Directions for this task — Reproduce the full forum thread about Toto getting out of the shelter, word for word.
Start of Page excerpt
# YIPEEE!!! Toto Is Out Of The Shelter!!!



## 3Maltmom (May 23, 2005)

Bless her heart. We're not sure what this is, but doesn't seem to be a mammary tumor. 

It is soft, and huge. Edie, and Bronwyne, suspect a hernia. Whatever this thing is, it's massive.

So I bailed her out after work, this evening. She is having a blast. She is snuggling, playing,
wanting attention, and yep, following me around. She's only 4-years-old, has a beautiful coat (under all the matts),
and a precious little face. 

For now here are some pics. Sorry not too clear, but I was holding her while taking them myself.

This will certainly give you, and Edie, an idea of the size. Check it out Edie. 

[attachment=54784:Toto1.jpg]

[attachment=54785:Toto2.jpg]

[attachment=54786:Toto3.jpg]


----------



## bonniesmom (Jun 2, 2008)

OMG, Deb - that is HUGE! Poor little thing, but maybe it looks a lot worse than it is. Maybe it's just a benign fatty tumor or something like that?
Or, as you said, a hernia? Anyway, couldn't you show us her pretty little face? :wub:


----------



## mysugarbears (Aug 13, 2007)

I'm glad that she is out and with you now. That is huge, glad to hear that it's not a mammory tumor. 
Now we need to see that sweet little face. :wub:


----------



## 3Maltmom (May 23, 2005)

QUOTE (bonniesmom @ Jul 7 2009, 11:37 PM) index.php?act=findpost&pid=802482


> OMG, Deb - that is HUGE! Poor little thing, but maybe it looks a lot worse than it is. Maybe it's just a benign fatty tumor or something like that?
End of Page excerpt
Start of Excerpted records
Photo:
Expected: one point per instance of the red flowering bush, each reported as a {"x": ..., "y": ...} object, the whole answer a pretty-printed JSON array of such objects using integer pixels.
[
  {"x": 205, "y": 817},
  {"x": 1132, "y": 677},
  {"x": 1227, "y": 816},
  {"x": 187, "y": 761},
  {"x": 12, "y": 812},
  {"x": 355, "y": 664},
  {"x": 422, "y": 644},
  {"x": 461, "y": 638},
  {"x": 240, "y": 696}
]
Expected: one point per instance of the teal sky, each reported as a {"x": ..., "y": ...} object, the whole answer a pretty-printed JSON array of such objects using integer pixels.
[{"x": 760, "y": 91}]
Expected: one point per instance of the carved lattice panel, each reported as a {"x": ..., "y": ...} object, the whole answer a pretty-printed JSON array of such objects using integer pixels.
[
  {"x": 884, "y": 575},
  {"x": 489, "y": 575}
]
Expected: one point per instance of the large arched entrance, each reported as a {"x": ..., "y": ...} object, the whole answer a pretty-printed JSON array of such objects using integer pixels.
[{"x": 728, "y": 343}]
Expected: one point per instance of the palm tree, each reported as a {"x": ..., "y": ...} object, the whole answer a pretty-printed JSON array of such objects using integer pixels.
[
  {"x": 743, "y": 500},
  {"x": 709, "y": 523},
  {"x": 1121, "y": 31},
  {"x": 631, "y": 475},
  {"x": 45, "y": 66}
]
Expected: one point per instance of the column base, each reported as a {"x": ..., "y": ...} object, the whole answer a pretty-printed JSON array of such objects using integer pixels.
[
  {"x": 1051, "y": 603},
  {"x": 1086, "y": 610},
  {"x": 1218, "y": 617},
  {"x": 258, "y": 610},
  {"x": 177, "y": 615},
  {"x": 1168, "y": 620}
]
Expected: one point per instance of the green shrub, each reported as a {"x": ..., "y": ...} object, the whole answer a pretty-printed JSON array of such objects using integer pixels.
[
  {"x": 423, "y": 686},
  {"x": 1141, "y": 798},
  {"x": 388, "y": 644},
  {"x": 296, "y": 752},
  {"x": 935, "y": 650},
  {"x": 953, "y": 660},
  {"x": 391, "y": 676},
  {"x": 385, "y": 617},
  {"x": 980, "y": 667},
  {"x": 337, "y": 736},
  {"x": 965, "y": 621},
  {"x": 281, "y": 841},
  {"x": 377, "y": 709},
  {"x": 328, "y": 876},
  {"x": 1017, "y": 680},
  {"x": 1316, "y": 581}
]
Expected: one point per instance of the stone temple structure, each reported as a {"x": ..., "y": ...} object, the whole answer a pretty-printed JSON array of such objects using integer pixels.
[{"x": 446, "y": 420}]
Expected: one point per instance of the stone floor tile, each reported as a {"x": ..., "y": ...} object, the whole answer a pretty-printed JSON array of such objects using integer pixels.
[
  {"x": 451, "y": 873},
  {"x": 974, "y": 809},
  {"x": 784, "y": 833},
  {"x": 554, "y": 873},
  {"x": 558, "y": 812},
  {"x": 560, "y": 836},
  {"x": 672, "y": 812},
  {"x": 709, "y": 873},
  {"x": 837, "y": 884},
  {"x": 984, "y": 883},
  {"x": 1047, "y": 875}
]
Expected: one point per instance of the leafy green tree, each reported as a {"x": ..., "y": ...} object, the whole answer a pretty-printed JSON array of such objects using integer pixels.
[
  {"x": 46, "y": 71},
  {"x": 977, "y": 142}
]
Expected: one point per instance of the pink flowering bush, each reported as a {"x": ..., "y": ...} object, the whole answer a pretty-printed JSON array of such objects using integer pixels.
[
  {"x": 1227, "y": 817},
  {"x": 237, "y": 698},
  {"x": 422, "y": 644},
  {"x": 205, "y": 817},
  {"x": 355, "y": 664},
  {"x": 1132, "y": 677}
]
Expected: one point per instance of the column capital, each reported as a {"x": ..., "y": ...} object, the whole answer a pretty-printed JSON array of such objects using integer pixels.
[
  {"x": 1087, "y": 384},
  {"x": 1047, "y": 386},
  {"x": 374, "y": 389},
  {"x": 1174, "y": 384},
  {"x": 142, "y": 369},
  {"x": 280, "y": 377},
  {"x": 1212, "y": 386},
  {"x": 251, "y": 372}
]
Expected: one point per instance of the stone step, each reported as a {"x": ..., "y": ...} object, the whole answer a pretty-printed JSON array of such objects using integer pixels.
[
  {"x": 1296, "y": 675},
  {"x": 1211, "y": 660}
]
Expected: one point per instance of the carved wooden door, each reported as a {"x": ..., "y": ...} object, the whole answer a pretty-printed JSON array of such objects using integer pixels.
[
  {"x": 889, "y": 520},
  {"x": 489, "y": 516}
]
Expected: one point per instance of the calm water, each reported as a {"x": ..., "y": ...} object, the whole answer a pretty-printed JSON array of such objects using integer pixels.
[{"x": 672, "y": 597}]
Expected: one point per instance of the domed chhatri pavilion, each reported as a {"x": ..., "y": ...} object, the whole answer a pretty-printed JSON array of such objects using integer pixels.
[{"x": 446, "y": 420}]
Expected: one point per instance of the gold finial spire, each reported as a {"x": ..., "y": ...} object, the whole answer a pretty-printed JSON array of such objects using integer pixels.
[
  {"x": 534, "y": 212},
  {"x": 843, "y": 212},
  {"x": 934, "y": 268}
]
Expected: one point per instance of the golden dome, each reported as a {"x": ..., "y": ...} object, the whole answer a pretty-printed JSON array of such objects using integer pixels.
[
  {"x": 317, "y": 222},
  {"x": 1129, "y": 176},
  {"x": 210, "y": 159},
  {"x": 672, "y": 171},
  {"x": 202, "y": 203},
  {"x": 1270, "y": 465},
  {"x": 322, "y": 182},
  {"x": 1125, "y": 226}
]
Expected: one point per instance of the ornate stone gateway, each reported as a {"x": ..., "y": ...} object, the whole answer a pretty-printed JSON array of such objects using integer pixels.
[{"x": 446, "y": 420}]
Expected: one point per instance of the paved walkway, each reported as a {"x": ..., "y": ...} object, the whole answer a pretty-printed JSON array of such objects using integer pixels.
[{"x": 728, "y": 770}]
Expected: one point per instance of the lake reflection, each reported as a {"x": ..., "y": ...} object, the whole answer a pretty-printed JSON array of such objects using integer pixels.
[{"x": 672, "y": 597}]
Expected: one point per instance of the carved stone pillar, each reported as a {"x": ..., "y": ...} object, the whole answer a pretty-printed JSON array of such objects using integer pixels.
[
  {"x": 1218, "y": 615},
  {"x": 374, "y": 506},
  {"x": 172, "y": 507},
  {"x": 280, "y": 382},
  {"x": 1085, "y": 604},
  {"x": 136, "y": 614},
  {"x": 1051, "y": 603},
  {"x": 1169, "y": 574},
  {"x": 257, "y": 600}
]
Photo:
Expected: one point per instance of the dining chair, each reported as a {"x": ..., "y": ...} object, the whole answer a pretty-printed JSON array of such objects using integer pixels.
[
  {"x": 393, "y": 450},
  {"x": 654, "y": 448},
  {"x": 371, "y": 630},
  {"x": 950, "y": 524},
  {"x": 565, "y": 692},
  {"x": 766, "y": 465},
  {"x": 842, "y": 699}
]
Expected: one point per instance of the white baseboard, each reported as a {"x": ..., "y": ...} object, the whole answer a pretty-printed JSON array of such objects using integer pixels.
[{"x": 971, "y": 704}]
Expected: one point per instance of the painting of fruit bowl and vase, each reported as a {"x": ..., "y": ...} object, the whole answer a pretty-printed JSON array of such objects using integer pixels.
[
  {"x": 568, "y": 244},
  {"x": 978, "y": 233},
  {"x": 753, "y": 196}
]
End of Excerpted records
Task response —
# YIPEEE!!! Toto Is Out Of The Shelter!!!



## 3Maltmom (May 23, 2005)

Bless her heart. We're not sure what this is, but doesn't seem to be a mammary tumor. 

It is soft, and huge. Edie, and Bronwyne, suspect a hernia. Whatever this thing is, it's massive.

So I bailed her out after work, this evening. She is having a blast. She is snuggling, playing,
wanting attention, and yep, following me around. She's only 4-years-old, has a beautiful coat (under all the matts),
and a precious little face. 

For now here are some pics. Sorry not too clear, but I was holding her while taking them myself.

This will certainly give you, and Edie, an idea of the size. Check it out Edie. 

[attachment=54784:Toto1.jpg]

[attachment=54785:Toto2.jpg]

[attachment=54786:Toto3.jpg]


----------



## bonniesmom (Jun 2, 2008)

OMG, Deb - that is HUGE! Poor little thing, but maybe it looks a lot worse than it is. Maybe it's just a benign fatty tumor or something like that?
Or, as you said, a hernia? Anyway, couldn't you show us her pretty little face? :wub:


----------



## mysugarbears (Aug 13, 2007)

I'm glad that she is out and with you now. That is huge, glad to hear that it's not a mammory tumor. 
Now we need to see that sweet little face. :wub:


----------



## 3Maltmom (May 23, 2005)

QUOTE (bonniesmom @ Jul 7 2009, 11:37 PM) index.php?act=findpost&pid=802482


> OMG, Deb - that is HUGE! Poor little thing, but maybe it looks a lot worse than it is. Maybe it's just a benign fatty tumor or something like that?